• [Texte à lire]:
☆ ☆ ☆ ☆
Depuis les années soixante, le Pentagone a élaboré une doctrine dite «Stragetic Island Concept» qui incite les États-Unis à installer leurs bases militaires que dans des îles totalement contrôlées par eux ou leurs alliés proches. Ils considèrent qu'ils ont «acheté Diégo Garcia»,en vertu d'un accord financier avec Londres, leur allié le plus proche.

On aurait pu penser que suite à ses déboires diplomatiques - l'opinion de la Cour internationale de justice, la condamnation de l'Assemblée générale des Nations unies -, le gouvernement anglais ferait pression sur Washington pour qu'il accepte un deal négocié avec Maurice, mais ce n'est pas encore le cas. Le cabinet britannique, on l'a vue, est très divisé sur la question. Et à 12 mois des élections générales, la tentation sera de ne rien faire.

En définitive, à votre avis, qui déterminera un possible «deal» sur la souveraineté et éventuellement le paiement d'un bail pour l'utilisation du territoire ?
☆ ☆ ☆ ☆
• [Extrait de données]:
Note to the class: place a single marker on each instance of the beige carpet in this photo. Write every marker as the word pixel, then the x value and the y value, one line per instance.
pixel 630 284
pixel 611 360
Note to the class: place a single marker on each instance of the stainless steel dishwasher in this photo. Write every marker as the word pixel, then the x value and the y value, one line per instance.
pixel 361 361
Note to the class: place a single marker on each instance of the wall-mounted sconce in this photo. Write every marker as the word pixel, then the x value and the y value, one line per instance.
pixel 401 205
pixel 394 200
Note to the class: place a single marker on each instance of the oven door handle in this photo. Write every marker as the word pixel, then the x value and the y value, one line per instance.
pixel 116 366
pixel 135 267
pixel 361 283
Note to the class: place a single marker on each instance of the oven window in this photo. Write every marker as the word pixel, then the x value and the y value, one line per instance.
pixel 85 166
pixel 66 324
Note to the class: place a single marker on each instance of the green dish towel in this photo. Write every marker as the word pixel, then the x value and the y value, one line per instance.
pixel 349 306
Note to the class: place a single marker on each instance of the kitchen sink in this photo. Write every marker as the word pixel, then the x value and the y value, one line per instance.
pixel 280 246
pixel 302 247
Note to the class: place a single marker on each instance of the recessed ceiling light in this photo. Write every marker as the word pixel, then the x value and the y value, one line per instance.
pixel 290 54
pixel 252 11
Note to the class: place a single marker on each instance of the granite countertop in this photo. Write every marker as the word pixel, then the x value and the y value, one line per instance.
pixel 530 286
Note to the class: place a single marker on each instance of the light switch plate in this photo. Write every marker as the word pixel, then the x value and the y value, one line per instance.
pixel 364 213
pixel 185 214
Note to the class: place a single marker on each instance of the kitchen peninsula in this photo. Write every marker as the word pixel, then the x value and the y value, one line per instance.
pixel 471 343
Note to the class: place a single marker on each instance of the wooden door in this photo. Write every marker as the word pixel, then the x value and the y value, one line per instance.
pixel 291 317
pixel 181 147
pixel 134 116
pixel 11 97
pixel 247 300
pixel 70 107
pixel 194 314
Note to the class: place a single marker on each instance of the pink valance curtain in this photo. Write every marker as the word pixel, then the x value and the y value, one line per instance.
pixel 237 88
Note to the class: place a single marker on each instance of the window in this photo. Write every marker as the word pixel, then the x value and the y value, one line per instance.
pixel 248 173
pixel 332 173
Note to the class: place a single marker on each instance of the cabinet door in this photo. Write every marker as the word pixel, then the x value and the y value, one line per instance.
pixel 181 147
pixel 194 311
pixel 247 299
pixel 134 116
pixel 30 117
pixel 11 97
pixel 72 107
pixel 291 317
☆ ☆ ☆ ☆
• [Exercice court 1]:
D'après le texte sur Diégo Garcia, avec qui les États-Unis ont-ils conclu l'accord financier qui leur fait dire qu'ils ont «acheté Diégo Garcia» ?
• [Exercice court 2]:
Rédigez la suite du texte sur Diégo Garcia, en partant de sa dernière phrase.
Les enregistrements proviennent d'une autre source.

• [Réponse 1]:
Avec Londres, leur allié le plus proche.

• [Réponse 2]:
Les Américains. Les Américains cachés derrière leurs sujets britanniques! Je continue à penser qu'ils resteront hostiles à tout transfert de souveraineté sur Diégo ; la soi-disant crainte d'une menace chinoise est un faux prétexte. C'est la raison pour laquelle je pense que nous devrions faire preuve de pragmatisme. Nous ne pouvons pas espérer gagner contre la plus grande puissance militaire du monde. C'est malheureusement la loi du plus fort. Mais armée de son bon droit, reconnu par la communauté internationale, Maurice peut négocier un accord honorable. Vous conservez Diégo, we agree to disagree, mais vous nous rétrocédez les autres îles de l'archipel qui ont autant de prix à nos yeux. Péros Banhos, Salomon, Deux Frères, la soixantaine d'îles de l'archipel sont autant dignes de notre attachement.